● **Jobs**:
1. In the forum thread below, shorten the paragraph that begins "The data is about the degree of horizontal curve" into a bulleted list that keeps its main facts.
2. Repeat word for word the part of the forum thread from "Thank you for" to "Road_data.csv (87 Bytes)".

● **Passage provided**:
━━━━
Comparison of Treatment to Control for small sample size

Hello Stan Community!
I have two sets of data, one from the survey and one from a new instrument whose accuracy must be determined. The number of observations is very small (n=5). What is the best way to determine whether the data from the instrument is similar to that of survey with such small data using bayesian framework? (Somewhat similar to Dunnett’s test of frequentist statistics)
Thank you in advance!

Can you describe the data a bit more? You mention a survey; do you mean survey in the geographical sense of a single measurement at a single location, or in the polling sense of multiple questions and multiple-choice answers?

2 Likes

Thank you for replying @mike-lawrence
The data is about the degree of horizontal curve of road sections. We first measured it by performing a detailed field survey using laser technology, which is considered as an accurate value of the degree of curve. After that, we measured the degree of curve using new instrument, which is attached to a vehicle and is much faster and cheaper. We need to find out if this new instrument gives satisfactory value compared to the laser survey.
Both the survey and instrument data were collected in 4 road sections and each section has a single value of degree of curve.
Here is my data:

Road_data.csv (87 Bytes)

I apologize that I didn’t make it clear in the beginning.
Thanks!

2 Likes

Ah, then in that case there’s a few different approaches you could take, but with only 4 observations you’re probably not going to be able to distinguish among the options very well in terms of model performance. The simplest model would be one where you convert your observations to a “% error” value at each location. This model would implicitly express the assumption that as the curve magnitude increases, the absolute magnitude of error also increases, which seems to be supported by your data (at least, the largest true value, 23.3, has the largest error by an order of magnitude). I suspect that the “% error” scale might be easier for you to think of reasonable priors as well? Assuming also that errors are unbiased (i.e. that the device doesn’t have any consistent under-estimation or over-estimation), in stan you would code this as:

data{
  int N ; // number of observations
  vector[N] obs_div_true ; //vector of observed values divided by true values
}
parameters{
  real<lower=0> sigma ; //scale of measurement noise
}
model{
  sigma ~ ... ; //your prior on the scale of measurement noise here
  obs_div_true ~ normal(0,sigma) ;
}

Now, your data seem to have errors that are all under-estimates, in which case you might not want to assume unbiased measurement and add a bias term:

data{
  int N ; // number of observations
  vector[N] obs_div_true ; //vector of observed values divided by true values
}
parameters{
  real mu : //measurement bias
  real<lower=0> sigma ; //scale of measurement noise
}
model{
  mu ~ ... // your prior for measurement bias here
  sigma ~ ... ; //your prior on the scale of measurement noise here
  obs_div_true ~ normal(mu,sigma) ;
}

But note that with only 4 data points, you shouldn’t expect the posterior to differ too dramatically from the priors you specify.
━━━━
● **Material shown**:

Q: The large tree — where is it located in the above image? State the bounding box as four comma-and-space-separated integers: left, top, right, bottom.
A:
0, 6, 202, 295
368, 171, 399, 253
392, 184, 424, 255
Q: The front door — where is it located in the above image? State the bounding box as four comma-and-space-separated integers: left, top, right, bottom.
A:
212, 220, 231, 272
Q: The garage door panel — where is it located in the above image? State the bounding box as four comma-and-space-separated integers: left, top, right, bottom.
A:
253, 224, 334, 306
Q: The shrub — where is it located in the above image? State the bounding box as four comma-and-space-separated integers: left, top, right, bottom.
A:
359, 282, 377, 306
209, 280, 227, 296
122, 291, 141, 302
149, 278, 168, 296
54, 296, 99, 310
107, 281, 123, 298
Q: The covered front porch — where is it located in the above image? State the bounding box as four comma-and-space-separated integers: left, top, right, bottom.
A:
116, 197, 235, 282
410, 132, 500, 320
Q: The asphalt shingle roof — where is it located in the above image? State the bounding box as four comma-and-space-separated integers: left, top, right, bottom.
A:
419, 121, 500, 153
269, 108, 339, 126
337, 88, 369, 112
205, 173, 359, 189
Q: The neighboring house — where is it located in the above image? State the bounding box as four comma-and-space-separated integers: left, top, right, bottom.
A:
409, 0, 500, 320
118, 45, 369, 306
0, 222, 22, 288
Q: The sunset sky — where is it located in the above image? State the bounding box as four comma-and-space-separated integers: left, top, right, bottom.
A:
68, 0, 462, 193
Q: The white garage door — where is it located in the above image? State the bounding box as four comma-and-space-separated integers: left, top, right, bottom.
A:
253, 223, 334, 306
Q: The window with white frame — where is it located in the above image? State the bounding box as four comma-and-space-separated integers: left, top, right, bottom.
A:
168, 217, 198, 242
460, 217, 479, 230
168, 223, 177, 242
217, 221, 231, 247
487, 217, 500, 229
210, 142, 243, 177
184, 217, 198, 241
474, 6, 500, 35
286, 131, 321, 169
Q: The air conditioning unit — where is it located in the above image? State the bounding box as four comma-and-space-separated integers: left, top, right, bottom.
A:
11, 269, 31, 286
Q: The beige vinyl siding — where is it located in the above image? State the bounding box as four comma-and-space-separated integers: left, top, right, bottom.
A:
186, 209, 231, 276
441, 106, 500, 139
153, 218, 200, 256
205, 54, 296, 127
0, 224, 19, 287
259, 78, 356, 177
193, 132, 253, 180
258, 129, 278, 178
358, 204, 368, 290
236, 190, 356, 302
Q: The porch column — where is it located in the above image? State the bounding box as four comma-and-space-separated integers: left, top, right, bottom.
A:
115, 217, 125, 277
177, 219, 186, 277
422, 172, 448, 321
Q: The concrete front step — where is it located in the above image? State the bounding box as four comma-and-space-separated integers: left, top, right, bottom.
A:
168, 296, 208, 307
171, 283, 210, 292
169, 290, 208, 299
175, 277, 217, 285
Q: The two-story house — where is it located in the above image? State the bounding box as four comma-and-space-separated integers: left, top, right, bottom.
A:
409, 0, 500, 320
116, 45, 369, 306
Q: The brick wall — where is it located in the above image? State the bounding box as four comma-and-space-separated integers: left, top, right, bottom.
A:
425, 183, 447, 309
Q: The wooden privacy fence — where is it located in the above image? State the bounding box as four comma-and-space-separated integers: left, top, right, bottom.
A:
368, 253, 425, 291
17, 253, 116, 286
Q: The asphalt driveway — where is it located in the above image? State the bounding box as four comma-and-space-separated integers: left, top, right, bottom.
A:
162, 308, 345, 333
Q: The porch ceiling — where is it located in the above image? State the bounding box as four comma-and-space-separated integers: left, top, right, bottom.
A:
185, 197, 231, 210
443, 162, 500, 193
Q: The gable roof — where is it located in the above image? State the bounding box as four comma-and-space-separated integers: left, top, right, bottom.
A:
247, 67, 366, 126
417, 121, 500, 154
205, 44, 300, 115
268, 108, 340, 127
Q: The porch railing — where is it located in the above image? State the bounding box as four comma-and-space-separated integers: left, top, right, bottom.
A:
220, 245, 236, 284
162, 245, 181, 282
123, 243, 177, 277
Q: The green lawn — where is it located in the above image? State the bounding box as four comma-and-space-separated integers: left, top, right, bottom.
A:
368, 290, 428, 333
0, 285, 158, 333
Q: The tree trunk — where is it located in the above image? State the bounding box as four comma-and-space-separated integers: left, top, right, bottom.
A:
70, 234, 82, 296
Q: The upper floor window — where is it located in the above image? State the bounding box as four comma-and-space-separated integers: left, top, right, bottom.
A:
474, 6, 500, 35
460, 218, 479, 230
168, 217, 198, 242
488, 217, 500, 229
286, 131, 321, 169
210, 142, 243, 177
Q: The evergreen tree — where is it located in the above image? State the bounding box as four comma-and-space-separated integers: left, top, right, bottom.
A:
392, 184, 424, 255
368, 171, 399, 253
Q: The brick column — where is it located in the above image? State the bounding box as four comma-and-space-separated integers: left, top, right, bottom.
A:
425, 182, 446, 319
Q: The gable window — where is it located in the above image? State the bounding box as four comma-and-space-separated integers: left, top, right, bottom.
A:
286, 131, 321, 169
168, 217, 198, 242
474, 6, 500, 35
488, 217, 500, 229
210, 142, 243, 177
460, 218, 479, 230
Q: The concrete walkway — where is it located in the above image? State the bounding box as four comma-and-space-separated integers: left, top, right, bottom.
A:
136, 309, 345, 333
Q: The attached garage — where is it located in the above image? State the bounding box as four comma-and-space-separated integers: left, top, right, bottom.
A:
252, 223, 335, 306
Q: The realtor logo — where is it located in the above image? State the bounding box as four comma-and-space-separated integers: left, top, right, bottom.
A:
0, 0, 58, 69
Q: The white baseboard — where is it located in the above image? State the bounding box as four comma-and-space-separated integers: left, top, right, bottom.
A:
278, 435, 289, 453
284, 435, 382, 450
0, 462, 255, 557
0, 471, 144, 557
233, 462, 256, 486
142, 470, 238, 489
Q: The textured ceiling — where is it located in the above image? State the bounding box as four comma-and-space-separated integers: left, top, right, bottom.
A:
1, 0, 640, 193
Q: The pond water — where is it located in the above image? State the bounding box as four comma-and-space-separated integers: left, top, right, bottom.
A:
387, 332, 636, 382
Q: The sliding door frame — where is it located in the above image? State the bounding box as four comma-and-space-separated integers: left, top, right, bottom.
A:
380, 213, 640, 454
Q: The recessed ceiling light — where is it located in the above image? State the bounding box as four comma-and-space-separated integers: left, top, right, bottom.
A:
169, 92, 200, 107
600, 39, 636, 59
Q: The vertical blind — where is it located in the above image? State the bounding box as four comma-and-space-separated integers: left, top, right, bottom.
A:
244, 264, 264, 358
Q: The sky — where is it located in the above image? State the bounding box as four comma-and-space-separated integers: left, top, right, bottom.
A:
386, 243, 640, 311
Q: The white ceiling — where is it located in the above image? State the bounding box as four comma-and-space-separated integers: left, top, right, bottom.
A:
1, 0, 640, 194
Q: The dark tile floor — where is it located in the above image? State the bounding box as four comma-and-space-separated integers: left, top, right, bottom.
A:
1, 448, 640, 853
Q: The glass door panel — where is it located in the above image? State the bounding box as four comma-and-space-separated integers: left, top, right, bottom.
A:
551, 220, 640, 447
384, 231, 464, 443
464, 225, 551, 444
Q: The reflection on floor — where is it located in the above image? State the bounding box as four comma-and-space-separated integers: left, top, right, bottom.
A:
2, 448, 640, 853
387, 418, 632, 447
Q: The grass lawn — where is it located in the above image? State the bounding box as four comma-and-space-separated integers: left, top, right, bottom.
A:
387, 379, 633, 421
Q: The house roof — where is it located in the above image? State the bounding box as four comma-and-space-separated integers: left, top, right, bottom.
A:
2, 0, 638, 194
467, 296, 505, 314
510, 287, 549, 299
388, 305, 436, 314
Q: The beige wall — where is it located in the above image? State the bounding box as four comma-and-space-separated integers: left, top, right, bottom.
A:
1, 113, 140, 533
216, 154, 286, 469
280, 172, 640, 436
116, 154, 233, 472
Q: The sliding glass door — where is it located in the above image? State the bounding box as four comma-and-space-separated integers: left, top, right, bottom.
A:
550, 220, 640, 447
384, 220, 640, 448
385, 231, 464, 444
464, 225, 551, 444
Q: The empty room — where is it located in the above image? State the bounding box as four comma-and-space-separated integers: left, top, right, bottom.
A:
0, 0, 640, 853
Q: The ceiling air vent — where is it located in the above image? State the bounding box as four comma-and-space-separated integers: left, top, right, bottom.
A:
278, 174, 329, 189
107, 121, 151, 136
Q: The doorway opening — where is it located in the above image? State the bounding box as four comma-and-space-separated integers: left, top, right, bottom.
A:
━━━━
● **Exercise solutions**:
1.
- The data is the degree of horizontal curve of road sections.
- It was first measured with a detailed laser field survey, which is taken as the accurate value.
- It was then measured with a new instrument attached to a vehicle, which is much faster and cheaper.
- The goal is to find out whether the new instrument's values are satisfactory compared with the laser survey.

2.
Thank you for replying @mike-lawrence
The data is about the degree of horizontal curve of road sections. We first measured it by performing a detailed field survey using laser technology, which is considered as an accurate value of the degree of curve. After that, we measured the degree of curve using new instrument, which is attached to a vehicle and is much faster and cheaper. We need to find out if this new instrument gives satisfactory value compared to the laser survey.
Both the survey and instrument data were collected in 4 road sections and each section has a single value of degree of curve.
Here is my data:

Road_data.csv (87 Bytes)